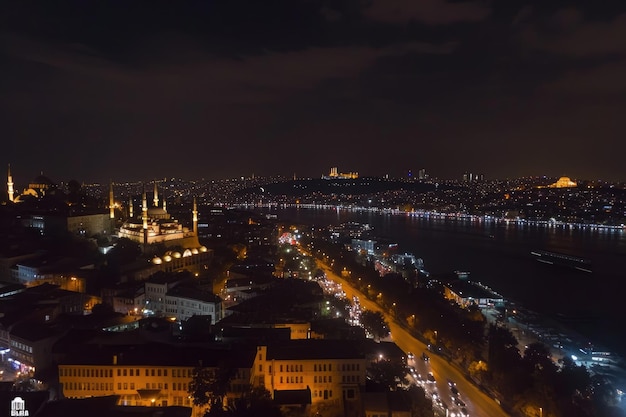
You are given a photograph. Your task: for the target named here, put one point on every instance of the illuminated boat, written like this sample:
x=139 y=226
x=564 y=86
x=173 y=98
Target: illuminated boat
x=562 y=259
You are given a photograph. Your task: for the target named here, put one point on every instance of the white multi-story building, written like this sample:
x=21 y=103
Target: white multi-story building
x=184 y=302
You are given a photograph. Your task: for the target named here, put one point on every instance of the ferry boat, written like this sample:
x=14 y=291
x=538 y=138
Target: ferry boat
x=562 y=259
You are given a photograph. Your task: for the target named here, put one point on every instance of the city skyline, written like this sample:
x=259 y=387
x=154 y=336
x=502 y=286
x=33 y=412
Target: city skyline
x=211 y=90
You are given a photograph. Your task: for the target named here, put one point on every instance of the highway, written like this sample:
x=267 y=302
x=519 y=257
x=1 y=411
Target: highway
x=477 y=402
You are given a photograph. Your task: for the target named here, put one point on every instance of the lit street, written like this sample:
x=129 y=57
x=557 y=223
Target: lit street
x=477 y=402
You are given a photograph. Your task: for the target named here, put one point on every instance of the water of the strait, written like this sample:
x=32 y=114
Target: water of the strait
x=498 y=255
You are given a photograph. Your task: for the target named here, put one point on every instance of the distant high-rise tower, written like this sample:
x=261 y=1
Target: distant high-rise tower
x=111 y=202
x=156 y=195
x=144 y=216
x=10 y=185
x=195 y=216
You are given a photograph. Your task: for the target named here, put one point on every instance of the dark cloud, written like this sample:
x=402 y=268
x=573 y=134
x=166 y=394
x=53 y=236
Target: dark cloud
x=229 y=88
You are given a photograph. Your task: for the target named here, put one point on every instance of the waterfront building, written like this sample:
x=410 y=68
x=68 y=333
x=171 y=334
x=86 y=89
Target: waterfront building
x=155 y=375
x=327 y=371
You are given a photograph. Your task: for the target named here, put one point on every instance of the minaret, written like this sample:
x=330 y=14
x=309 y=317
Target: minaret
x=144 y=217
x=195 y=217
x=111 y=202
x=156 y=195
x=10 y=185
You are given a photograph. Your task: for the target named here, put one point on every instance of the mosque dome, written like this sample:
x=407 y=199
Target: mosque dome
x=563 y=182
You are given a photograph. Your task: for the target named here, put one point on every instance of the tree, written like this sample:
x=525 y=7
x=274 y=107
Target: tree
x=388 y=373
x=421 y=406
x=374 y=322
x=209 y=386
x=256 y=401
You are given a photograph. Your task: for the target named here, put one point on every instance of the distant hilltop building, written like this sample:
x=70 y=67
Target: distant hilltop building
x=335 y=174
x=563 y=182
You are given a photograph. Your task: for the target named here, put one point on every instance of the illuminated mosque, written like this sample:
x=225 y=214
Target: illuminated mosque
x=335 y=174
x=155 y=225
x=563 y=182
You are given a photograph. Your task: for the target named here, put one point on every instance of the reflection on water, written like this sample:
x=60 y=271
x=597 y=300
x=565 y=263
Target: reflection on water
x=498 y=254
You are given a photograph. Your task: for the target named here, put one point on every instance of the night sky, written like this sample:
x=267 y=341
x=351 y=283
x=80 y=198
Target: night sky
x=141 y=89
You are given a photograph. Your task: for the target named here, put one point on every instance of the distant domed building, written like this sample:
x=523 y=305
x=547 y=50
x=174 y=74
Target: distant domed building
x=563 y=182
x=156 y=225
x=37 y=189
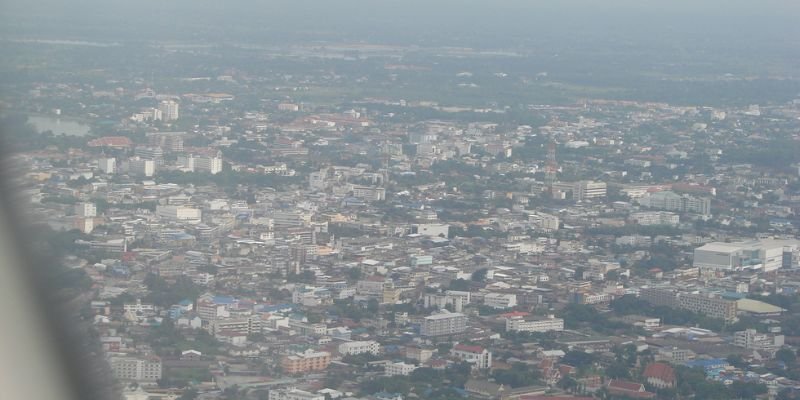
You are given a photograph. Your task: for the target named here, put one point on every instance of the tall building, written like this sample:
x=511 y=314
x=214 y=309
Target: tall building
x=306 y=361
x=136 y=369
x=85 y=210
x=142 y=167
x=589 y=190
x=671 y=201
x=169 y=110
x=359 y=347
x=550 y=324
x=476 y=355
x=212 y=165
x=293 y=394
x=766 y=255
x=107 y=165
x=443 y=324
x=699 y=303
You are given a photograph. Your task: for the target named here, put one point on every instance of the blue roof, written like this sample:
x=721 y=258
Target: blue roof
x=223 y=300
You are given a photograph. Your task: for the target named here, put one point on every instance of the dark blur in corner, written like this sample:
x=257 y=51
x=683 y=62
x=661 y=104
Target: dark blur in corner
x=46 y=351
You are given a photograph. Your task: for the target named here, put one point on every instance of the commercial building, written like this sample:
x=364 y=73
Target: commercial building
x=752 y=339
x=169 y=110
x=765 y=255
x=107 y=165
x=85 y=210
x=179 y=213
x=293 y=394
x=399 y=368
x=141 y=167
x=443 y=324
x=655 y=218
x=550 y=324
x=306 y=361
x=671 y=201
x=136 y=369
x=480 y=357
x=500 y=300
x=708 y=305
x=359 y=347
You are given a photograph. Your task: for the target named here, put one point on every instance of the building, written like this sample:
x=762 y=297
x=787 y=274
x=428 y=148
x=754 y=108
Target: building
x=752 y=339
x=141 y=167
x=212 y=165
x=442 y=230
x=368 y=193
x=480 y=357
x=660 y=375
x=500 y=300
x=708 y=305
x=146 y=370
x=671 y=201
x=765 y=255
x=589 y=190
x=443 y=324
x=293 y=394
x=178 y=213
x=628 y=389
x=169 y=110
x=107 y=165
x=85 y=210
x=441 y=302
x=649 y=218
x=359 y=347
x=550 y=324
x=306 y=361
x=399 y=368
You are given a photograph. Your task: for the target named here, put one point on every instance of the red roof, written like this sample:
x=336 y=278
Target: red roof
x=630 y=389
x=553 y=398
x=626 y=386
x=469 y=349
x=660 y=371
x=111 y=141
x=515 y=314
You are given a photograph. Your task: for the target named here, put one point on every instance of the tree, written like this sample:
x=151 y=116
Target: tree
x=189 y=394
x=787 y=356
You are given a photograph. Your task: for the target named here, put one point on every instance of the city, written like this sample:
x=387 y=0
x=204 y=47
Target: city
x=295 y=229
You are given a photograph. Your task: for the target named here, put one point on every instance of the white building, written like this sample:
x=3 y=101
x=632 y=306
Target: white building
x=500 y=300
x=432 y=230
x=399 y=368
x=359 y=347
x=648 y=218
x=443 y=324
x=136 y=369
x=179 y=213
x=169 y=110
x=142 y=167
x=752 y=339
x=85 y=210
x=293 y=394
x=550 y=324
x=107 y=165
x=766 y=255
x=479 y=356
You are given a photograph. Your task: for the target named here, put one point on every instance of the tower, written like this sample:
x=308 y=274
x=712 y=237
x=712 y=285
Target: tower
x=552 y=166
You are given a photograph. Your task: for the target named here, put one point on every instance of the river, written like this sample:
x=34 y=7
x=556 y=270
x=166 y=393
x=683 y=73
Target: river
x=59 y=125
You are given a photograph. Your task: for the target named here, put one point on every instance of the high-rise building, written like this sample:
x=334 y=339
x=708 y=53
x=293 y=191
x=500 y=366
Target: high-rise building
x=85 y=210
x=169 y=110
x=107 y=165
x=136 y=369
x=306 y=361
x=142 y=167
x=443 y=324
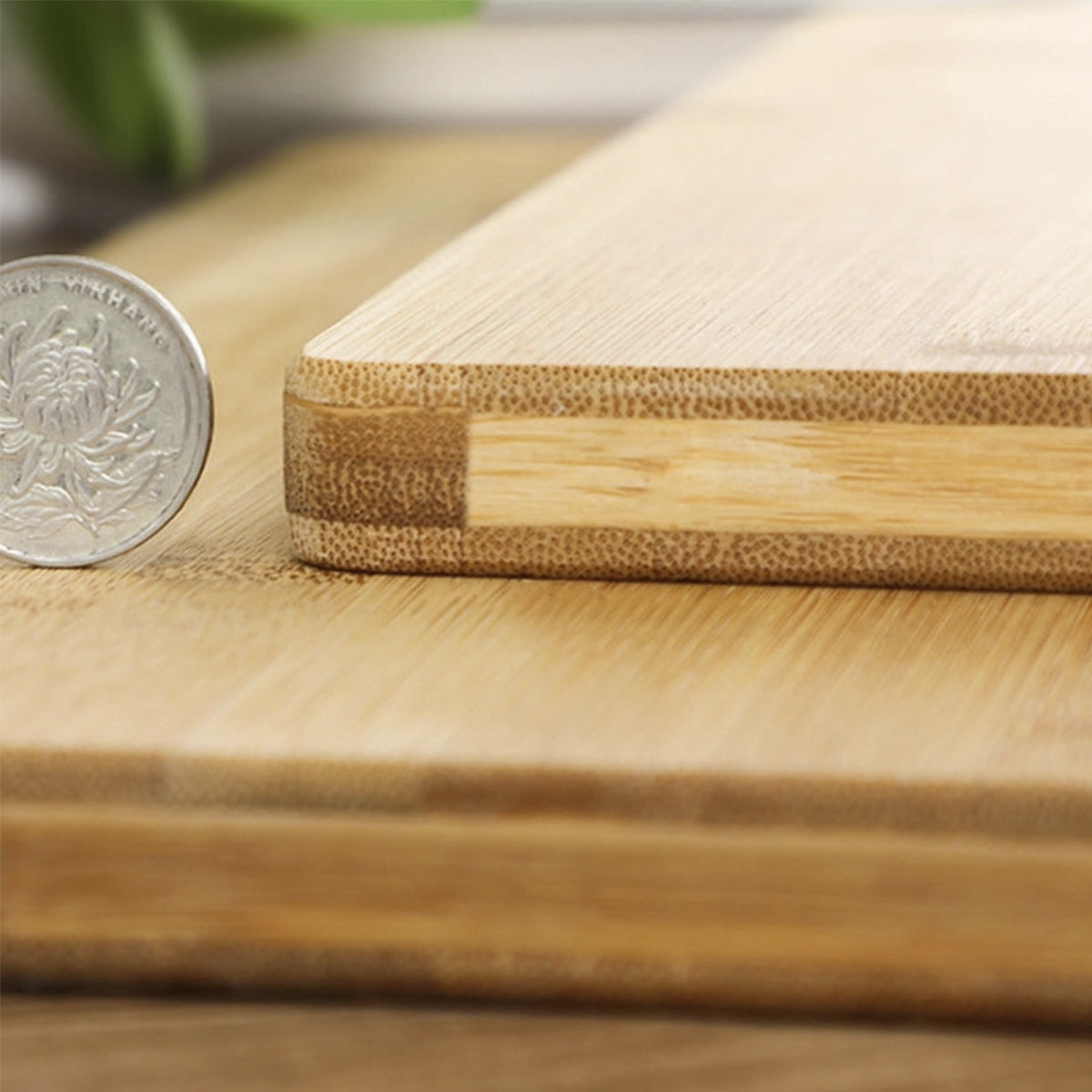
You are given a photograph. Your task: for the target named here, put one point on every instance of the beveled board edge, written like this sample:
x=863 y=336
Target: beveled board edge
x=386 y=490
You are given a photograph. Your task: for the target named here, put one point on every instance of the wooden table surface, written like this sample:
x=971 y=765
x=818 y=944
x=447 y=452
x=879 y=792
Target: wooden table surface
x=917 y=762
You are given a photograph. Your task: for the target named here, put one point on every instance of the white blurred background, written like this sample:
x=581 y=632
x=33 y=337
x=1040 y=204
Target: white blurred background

━━━━

Rewrite in full every item from the line containing "city skyline, written" up to and including the line containing "x=256 y=401". Shift each coordinate in the answer points by adding 146, and leave the sample coordinates unchanged.

• _ANSWER TO THIS EXERCISE_:
You are given a photograph. Your task: for the target named here, put one point on every instance of the city skyline, written like this sample:
x=259 y=387
x=154 y=336
x=502 y=286
x=33 y=412
Target: city skyline
x=357 y=236
You are given a photograph. Your task: for the target named here, put one point on every instance of the highway, written like this sample:
x=267 y=302
x=519 y=257
x=1 y=411
Target: highway
x=623 y=548
You are given a photograph. Your task: for the target named here, put one point on every instance of the lit street, written like this sample:
x=129 y=57
x=557 y=223
Target: lit street
x=623 y=548
You are given a photograph. Your task: for the target named here, put one point on every instance of the water of the strait, written like this sample:
x=32 y=114
Target: water of the strait
x=644 y=401
You are given a photograph. Your task: for the target named here, put one point on every instance of the distant high-rise tower, written like this sample:
x=261 y=1
Target: distant high-rise tower
x=257 y=348
x=302 y=341
x=290 y=362
x=156 y=331
x=341 y=362
You are given a photograph. Your task: for the target named here, put one point on every instance of the dark cloud, written like this sample:
x=402 y=268
x=573 y=134
x=166 y=394
x=53 y=236
Target: dark cloud
x=375 y=234
You are given a photograph. Your task: for the target named here, put one point on every instance of the waterfront building, written like this sample:
x=410 y=68
x=68 y=333
x=171 y=334
x=86 y=89
Target: waterfront building
x=301 y=521
x=473 y=517
You are given a photograph. Your task: for the target named here, put one point on every instance of the minaret, written like this sample:
x=330 y=14
x=309 y=317
Target: minaret
x=290 y=363
x=341 y=363
x=257 y=348
x=302 y=341
x=156 y=331
You are given a photograph. Your task: for the target named here, put one point on every instance of the mosque dome, written like this sample:
x=407 y=199
Target: mosque dome
x=709 y=328
You are given a photograph. Your task: for the target named here, put one point on every instance of the tree, written like this sample:
x=525 y=7
x=274 y=107
Target: tree
x=534 y=519
x=567 y=552
x=520 y=468
x=355 y=532
x=402 y=547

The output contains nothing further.